今回は、Raspberry Piの外からも操作してみたいと思います。

 

インターネットラジオを聴いてみよう!

インターネットラジオ – Wikipedia
インターネットラジオとは、インターネットプロトコルを通じて、主として音声で番組を配信するインターネットのコンテンツの一形態である。単にネットラジオ、またはウェブラジオ、ネトラジ、IRともいう。
ラジオと称してはいるが、電波ではなくインターネット上にて配信されるため、パソコン・スマートフォン等を利用し聴取する。

インターネットラジオ局の案内サイト – Wikipedia

日本国内だけでなく海外のラジオ放送も手軽に聴くことができるのが、インターネットラジオの魅力ですね!最近ではスマートフォンアプリが充実して、インターネットラジオがより身近なものになってきました。(個人的には音楽番組やローカルFM局の放送をよく聴いています!)

------------------------------------------------

**課題:**
(1) 抜粋では、インターネットラジオの別の呼び方として何が挙げられているか答えなさい。
(2) 抜粋のうち、「ラジオと称してはいるが、電波」という語句を含むところから始まり「の放送をよく聴いています!)」で終わる部分を、そのまま書き写しなさい。

------------------------------------------------

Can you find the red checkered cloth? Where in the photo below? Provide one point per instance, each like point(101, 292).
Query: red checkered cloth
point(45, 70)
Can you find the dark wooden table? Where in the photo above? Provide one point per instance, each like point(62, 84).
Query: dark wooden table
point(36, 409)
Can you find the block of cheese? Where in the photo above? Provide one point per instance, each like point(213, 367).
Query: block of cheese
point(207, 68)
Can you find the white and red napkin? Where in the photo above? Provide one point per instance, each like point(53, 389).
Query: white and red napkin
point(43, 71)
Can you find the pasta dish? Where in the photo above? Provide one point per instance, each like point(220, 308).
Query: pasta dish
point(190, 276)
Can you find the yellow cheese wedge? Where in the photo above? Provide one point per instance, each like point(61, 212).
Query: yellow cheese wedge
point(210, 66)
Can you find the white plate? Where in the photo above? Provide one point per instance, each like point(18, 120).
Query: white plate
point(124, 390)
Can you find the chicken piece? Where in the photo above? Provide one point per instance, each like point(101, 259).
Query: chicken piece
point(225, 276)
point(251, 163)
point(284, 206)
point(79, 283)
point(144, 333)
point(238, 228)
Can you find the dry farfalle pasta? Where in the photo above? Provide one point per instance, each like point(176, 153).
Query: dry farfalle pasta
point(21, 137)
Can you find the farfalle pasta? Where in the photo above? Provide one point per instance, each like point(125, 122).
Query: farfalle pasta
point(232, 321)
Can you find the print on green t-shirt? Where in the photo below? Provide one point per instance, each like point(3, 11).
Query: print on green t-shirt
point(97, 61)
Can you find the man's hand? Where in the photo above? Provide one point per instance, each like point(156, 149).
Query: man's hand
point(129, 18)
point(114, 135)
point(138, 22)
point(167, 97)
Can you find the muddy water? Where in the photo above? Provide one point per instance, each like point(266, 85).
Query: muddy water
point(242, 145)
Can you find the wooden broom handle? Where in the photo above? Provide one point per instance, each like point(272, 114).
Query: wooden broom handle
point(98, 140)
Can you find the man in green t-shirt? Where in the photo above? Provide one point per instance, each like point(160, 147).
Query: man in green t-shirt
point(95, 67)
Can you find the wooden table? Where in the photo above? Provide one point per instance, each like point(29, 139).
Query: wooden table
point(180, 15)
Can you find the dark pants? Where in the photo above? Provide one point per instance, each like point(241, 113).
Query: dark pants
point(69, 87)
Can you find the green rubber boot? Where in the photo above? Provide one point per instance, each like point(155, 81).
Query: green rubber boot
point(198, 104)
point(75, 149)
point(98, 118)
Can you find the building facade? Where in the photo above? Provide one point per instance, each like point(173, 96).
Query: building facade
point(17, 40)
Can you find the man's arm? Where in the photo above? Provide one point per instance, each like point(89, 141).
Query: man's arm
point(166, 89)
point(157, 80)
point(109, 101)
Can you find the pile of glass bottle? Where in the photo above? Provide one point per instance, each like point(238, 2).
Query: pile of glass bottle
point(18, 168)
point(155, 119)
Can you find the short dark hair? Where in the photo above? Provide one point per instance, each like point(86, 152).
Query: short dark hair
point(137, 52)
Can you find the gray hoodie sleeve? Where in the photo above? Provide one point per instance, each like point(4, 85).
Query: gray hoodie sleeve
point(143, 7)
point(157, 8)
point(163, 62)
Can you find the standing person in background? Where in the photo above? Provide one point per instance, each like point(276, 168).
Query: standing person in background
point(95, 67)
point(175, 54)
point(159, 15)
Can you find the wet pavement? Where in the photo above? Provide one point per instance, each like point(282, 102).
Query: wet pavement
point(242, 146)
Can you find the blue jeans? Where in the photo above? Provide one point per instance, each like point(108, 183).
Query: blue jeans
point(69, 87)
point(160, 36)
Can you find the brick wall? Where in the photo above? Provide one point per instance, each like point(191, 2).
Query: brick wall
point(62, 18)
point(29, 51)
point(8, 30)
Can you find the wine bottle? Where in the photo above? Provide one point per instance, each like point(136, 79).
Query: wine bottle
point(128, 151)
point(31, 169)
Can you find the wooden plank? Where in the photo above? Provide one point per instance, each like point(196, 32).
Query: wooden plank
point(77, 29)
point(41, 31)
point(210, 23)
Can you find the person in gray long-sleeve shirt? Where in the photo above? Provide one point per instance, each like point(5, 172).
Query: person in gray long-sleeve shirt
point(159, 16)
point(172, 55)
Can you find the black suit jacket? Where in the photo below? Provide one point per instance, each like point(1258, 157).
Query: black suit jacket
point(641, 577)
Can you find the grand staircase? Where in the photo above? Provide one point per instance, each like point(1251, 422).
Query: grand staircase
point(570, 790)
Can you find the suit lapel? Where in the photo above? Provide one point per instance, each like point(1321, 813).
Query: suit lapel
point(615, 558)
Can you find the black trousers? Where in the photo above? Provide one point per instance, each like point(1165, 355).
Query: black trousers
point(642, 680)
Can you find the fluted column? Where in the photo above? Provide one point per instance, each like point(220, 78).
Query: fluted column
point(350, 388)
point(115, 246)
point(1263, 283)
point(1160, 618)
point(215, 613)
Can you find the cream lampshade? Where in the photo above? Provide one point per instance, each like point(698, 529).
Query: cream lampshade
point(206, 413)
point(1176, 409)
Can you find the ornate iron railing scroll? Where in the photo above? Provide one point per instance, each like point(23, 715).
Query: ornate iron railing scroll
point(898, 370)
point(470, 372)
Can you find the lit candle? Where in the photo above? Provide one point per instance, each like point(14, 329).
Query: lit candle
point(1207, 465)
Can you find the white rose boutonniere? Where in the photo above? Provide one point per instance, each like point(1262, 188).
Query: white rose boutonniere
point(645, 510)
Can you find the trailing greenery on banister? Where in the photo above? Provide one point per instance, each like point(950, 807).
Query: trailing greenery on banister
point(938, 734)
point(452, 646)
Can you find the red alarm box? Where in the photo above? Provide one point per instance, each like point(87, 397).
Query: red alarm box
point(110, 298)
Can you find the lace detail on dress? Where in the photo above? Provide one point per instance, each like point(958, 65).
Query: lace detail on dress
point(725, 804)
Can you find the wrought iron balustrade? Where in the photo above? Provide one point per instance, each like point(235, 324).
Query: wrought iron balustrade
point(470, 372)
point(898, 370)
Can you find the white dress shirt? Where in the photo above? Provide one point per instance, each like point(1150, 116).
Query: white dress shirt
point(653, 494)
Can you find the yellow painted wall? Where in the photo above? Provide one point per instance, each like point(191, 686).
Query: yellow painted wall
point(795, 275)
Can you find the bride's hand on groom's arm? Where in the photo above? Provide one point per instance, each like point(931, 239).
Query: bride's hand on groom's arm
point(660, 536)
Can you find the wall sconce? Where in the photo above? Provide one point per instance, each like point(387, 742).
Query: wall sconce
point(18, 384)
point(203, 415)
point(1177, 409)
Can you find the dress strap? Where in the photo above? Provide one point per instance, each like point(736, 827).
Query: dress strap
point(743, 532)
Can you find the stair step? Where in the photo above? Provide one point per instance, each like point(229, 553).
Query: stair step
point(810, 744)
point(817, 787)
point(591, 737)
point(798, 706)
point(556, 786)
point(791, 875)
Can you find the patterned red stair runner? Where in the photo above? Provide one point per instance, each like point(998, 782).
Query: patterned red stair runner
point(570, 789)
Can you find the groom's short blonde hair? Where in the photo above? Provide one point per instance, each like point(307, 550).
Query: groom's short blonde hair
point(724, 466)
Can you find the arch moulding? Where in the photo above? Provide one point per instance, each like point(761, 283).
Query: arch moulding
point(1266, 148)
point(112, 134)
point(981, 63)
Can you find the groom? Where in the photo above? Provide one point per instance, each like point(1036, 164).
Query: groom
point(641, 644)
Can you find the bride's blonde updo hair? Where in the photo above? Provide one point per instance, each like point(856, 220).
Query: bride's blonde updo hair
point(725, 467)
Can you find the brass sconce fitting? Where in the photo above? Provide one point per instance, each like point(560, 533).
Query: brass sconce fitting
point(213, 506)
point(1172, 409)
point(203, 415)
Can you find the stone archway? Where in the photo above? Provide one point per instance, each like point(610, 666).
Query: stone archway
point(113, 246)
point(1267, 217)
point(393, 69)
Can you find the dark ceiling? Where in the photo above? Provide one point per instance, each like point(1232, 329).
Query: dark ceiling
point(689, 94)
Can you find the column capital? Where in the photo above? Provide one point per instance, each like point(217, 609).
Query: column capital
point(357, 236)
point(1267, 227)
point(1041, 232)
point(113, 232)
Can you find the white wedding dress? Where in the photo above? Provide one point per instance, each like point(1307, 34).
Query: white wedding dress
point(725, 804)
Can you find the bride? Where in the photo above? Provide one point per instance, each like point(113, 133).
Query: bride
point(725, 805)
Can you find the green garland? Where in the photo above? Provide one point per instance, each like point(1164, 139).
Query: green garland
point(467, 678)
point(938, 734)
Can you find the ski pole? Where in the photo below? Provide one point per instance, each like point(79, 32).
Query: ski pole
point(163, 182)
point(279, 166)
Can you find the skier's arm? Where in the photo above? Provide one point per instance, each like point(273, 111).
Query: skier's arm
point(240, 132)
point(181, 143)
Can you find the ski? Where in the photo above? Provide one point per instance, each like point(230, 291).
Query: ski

------------------------------------------------

**解答:**
(1) ネットラジオ、ウェブラジオ、ネトラジ、IR。

(2)
ラジオと称してはいるが、電波ではなくインターネット上にて配信されるため、パソコン・スマートフォン等を利用し聴取する。

インターネットラジオ局の案内サイト – Wikipedia

日本国内だけでなく海外のラジオ放送も手軽に聴くことができるのが、インターネットラジオの魅力ですね!最近ではスマートフォンアプリが充実して、インターネットラジオがより身近なものになってきました。(個人的には音楽番組やローカルFM局の放送をよく聴いています!)